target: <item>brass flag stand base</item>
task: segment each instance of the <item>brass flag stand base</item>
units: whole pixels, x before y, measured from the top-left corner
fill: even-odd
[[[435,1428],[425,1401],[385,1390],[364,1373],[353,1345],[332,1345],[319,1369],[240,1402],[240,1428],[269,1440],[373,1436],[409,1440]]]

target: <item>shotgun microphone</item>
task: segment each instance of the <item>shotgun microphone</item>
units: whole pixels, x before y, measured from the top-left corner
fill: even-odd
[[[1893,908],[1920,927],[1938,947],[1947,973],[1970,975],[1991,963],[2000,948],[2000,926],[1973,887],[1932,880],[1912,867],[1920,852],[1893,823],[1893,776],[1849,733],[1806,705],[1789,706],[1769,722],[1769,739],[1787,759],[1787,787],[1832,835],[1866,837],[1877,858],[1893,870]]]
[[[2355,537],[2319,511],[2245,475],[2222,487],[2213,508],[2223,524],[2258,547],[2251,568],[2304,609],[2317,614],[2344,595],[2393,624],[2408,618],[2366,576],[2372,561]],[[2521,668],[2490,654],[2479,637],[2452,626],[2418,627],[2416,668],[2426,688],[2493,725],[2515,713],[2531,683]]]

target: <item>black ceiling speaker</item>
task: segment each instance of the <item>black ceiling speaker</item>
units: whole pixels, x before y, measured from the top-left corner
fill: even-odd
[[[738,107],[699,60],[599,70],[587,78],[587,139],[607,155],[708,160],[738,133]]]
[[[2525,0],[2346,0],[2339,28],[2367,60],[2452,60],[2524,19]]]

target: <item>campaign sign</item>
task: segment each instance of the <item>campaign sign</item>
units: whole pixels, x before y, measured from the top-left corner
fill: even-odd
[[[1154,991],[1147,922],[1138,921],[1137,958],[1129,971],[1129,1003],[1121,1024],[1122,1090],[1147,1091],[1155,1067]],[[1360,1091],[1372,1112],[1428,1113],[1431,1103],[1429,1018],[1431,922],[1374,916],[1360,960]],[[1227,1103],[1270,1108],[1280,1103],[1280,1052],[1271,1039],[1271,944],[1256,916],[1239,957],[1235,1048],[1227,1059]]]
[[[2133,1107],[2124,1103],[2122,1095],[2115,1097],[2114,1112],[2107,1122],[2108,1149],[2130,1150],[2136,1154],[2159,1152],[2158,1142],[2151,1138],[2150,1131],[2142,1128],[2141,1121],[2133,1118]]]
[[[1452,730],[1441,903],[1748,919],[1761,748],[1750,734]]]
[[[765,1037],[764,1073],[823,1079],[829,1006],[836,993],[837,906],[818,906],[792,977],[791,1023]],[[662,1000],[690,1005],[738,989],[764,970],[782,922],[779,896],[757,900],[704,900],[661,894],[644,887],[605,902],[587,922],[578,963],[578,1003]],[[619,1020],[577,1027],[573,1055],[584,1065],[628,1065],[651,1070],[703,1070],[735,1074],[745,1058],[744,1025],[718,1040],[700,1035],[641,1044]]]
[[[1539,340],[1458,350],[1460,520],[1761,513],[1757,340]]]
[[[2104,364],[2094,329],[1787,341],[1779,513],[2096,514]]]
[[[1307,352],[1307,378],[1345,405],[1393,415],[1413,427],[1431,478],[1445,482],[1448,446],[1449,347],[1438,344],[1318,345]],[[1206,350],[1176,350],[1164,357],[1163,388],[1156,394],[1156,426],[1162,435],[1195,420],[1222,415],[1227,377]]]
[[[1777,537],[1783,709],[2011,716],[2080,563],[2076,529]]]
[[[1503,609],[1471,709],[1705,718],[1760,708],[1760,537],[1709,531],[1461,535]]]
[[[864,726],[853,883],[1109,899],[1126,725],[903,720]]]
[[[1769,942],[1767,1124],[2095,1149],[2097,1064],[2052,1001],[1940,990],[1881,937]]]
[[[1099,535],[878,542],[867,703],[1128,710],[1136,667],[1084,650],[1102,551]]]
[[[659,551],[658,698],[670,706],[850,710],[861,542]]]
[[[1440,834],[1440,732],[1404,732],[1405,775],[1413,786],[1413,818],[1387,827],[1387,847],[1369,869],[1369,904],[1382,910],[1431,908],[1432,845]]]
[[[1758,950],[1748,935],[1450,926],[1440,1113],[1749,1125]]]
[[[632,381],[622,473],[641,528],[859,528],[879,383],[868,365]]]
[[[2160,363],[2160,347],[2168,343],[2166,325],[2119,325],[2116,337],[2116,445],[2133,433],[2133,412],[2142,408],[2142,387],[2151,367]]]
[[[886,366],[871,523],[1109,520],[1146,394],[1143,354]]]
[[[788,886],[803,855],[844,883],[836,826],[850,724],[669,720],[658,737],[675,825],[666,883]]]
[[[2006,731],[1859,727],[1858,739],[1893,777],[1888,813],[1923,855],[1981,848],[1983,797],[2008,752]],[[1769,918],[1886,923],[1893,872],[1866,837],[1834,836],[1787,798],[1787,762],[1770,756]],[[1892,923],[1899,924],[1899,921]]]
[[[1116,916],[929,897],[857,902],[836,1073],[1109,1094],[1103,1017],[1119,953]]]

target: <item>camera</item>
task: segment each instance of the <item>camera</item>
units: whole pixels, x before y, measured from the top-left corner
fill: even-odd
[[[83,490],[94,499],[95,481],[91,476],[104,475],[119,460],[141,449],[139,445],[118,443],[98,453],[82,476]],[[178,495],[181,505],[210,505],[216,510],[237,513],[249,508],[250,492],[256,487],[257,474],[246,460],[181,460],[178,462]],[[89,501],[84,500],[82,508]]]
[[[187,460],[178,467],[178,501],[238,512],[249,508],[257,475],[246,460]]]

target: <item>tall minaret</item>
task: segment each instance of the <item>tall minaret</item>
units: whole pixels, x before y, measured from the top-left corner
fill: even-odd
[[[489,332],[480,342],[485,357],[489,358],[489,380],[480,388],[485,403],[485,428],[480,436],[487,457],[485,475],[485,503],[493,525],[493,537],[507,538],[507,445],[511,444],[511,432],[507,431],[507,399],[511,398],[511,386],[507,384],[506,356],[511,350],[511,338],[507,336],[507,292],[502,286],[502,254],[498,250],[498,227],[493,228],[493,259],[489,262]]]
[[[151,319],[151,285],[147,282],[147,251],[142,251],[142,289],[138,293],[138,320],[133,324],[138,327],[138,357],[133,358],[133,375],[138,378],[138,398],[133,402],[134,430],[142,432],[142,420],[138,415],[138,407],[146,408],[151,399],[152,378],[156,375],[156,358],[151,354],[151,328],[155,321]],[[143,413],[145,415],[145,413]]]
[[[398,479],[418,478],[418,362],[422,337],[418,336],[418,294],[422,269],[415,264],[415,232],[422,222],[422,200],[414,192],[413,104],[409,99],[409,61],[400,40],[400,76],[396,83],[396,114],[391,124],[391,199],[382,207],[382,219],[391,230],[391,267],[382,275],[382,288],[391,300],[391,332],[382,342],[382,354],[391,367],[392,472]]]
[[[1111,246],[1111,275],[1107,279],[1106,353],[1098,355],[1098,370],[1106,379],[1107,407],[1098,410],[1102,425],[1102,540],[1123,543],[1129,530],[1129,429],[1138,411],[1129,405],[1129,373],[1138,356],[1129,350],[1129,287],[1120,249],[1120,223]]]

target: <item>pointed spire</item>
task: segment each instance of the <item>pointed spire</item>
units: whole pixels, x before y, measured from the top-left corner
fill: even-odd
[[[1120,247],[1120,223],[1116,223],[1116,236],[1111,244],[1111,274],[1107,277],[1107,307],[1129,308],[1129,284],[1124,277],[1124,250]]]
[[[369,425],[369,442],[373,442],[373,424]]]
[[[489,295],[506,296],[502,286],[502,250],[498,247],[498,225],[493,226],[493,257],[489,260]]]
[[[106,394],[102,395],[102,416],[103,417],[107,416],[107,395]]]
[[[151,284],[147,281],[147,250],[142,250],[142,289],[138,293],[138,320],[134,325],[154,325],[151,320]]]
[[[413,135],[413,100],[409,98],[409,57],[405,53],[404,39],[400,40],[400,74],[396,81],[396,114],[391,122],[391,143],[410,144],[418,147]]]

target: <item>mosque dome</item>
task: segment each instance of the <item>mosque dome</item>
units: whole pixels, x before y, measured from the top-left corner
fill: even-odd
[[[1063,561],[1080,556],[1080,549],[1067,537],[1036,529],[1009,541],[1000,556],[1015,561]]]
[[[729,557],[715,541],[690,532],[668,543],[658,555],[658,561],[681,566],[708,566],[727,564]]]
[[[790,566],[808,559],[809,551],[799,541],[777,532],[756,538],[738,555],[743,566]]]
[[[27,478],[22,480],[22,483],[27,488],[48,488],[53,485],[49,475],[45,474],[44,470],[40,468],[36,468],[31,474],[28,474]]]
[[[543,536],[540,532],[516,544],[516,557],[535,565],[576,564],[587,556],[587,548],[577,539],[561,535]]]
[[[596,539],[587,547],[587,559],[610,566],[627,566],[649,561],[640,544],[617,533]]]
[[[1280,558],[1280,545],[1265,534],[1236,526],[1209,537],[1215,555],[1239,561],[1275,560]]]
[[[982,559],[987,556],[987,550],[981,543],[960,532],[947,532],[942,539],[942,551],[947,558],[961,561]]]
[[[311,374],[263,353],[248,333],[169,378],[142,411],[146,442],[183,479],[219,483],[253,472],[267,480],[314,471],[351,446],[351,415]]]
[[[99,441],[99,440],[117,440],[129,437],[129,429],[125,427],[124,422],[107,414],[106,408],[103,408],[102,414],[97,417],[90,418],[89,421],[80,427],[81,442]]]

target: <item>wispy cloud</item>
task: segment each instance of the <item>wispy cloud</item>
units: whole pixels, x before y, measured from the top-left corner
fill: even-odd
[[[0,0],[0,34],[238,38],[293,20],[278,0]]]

______________________________

#### [DESCRIPTION OF THE TASK]
If a line of the records includes the string "shotgun", copy it out.

#### [RESPONSE BELOW]
target: <item>shotgun microphone</item>
task: segment each instance of the <item>shotgun microphone</item>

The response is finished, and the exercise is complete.